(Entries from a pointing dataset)
══════════════════════════════

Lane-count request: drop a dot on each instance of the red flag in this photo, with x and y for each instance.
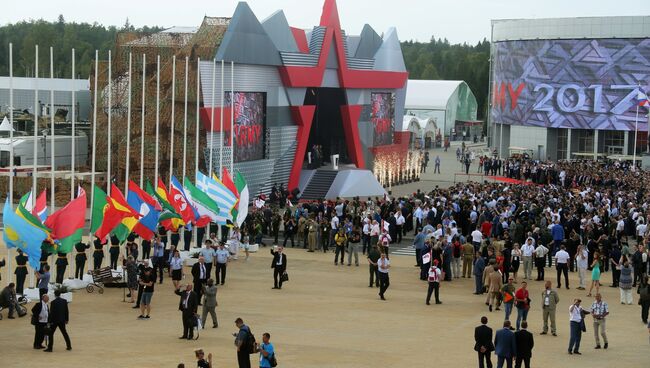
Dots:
(68, 219)
(226, 179)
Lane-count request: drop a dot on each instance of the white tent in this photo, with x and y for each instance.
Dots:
(5, 126)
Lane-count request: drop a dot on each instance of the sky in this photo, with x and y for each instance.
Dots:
(457, 20)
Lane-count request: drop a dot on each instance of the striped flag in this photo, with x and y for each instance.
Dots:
(224, 198)
(204, 205)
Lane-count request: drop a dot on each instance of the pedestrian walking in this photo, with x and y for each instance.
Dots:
(383, 265)
(550, 298)
(483, 343)
(434, 282)
(599, 312)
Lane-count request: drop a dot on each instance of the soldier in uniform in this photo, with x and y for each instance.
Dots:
(80, 259)
(98, 254)
(61, 264)
(275, 223)
(114, 251)
(311, 237)
(21, 271)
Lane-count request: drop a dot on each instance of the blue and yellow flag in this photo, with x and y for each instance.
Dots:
(20, 233)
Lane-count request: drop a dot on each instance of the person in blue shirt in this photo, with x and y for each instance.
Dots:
(267, 353)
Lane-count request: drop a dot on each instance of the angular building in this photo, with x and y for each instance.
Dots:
(288, 91)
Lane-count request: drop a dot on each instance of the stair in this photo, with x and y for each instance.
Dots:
(319, 184)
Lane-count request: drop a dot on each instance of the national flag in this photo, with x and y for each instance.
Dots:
(202, 203)
(180, 202)
(26, 214)
(170, 219)
(147, 207)
(242, 207)
(215, 189)
(643, 99)
(124, 228)
(226, 179)
(67, 223)
(19, 233)
(107, 213)
(38, 208)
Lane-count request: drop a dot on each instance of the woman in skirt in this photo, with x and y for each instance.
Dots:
(131, 276)
(515, 257)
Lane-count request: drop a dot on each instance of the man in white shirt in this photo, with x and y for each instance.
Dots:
(399, 225)
(477, 238)
(527, 254)
(575, 321)
(383, 265)
(562, 258)
(582, 262)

══════════════════════════════

_Your task_
Could you rewrite all of the data above with "drop a dot on" swapped for "place a marker on" everywhere it occurs and nothing else altered? Leave the picture out of your answer.

_Response_
Lane-count request: place a marker on each instance of the red flag in this photo, with x and y for each instance.
Dots:
(68, 219)
(226, 179)
Lane-count request: place a marker on each instance of the white tent in this photo, with x and y for each instance.
Dots:
(5, 126)
Lane-count request: place a marker on each instance of the sky in this photo, with x and y for each instance.
Dots:
(457, 20)
Lane-count request: place a marker on each instance of the striped flag in this photo, with x and y for each instance.
Dots:
(224, 198)
(204, 205)
Lane-count request: place a marker on each instance of the pedestrian walking in this photo, with x and y for each instance.
Dots:
(383, 265)
(550, 298)
(483, 343)
(434, 282)
(599, 312)
Lane-count request: place a marker on each instance of the soldier in uniform in this photo, with x and y for each instance.
Dots:
(80, 259)
(98, 254)
(61, 264)
(275, 223)
(114, 251)
(311, 237)
(21, 271)
Lane-count request: place a marker on each instance of the blue and yellow flag in this photo, with x and y for each instance.
Dots:
(20, 233)
Lane-count request: place a marker on each instance of the person in blue shirt in this photo, with x and y for each instance.
Dots:
(267, 353)
Lane-count request: place a marker on each instance of the angular building in this photo, with x and y for each instance.
Dots:
(288, 91)
Lane-count request: place a marker on each instance of the stair in this photo, with x and y for each instance.
Dots:
(319, 184)
Lane-count request: place a marker on each instance of the national flag in this photo, with x and y for each instance.
Dots:
(202, 203)
(180, 202)
(26, 214)
(170, 219)
(147, 207)
(242, 207)
(215, 189)
(643, 99)
(124, 228)
(226, 179)
(67, 223)
(19, 233)
(107, 213)
(38, 208)
Lane-count request: place a marker on each instance of the woman in skirt in this photo, with x and y for each instance.
Dots:
(131, 276)
(515, 257)
Lane-count request: place a marker on each instance of the man in white shirt in this photo, with x and y for each instance.
Dots:
(399, 225)
(477, 238)
(527, 254)
(575, 321)
(383, 265)
(562, 258)
(582, 262)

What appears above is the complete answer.